What to produce =
In the data below, take the lines from the one with "Mark one point on every instance of the cow" through the end of the data, switch "cow head" to "calf head", and give those lines back with nothing else changed.

Exercise inputs =
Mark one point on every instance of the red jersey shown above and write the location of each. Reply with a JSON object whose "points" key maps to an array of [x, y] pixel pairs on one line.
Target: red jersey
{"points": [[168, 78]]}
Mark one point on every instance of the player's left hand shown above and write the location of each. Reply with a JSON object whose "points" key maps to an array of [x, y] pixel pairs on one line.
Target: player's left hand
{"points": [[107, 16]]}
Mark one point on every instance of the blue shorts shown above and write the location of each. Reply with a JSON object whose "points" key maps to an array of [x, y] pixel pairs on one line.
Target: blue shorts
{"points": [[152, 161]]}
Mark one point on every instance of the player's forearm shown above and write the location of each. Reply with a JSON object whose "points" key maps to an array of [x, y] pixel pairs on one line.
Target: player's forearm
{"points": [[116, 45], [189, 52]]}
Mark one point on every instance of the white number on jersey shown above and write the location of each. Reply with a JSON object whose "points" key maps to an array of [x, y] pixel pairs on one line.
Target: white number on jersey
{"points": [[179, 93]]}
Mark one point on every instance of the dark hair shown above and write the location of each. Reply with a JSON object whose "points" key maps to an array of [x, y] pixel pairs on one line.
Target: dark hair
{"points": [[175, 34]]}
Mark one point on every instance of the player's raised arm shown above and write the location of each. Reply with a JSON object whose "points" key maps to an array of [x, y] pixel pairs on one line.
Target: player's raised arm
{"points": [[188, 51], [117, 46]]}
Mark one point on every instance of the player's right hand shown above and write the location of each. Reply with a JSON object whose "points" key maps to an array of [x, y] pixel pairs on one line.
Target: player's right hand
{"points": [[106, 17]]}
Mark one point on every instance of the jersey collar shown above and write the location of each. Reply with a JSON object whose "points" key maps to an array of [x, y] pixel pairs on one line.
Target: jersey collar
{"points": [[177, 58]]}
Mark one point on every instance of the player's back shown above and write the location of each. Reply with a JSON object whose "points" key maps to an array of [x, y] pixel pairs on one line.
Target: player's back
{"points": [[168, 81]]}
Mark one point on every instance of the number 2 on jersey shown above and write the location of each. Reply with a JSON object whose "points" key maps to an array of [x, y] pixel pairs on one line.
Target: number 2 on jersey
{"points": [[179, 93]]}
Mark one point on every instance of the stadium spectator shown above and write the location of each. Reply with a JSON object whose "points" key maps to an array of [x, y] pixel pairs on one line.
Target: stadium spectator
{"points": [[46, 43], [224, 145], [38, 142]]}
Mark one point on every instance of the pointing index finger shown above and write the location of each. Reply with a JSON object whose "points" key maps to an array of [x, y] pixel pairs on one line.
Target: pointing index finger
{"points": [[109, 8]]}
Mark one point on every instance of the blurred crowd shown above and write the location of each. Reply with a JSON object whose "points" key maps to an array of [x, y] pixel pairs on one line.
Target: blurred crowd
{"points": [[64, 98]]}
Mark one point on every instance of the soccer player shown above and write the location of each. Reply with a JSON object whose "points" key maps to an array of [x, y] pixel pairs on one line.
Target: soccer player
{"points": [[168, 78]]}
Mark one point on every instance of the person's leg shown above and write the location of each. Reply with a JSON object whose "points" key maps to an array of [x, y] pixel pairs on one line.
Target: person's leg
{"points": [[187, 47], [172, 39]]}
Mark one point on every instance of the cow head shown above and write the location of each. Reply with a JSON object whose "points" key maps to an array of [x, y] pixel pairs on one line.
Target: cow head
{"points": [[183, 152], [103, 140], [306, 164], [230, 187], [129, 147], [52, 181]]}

Response to this exercise =
Mark one point on every instance of the calf head shown above and write the location of each. Reply with a JSON object whose "points" key maps to an array of [x, y] pixel pairs on one line.
Target: calf head
{"points": [[183, 152], [103, 140], [306, 164], [230, 187], [129, 147], [52, 181]]}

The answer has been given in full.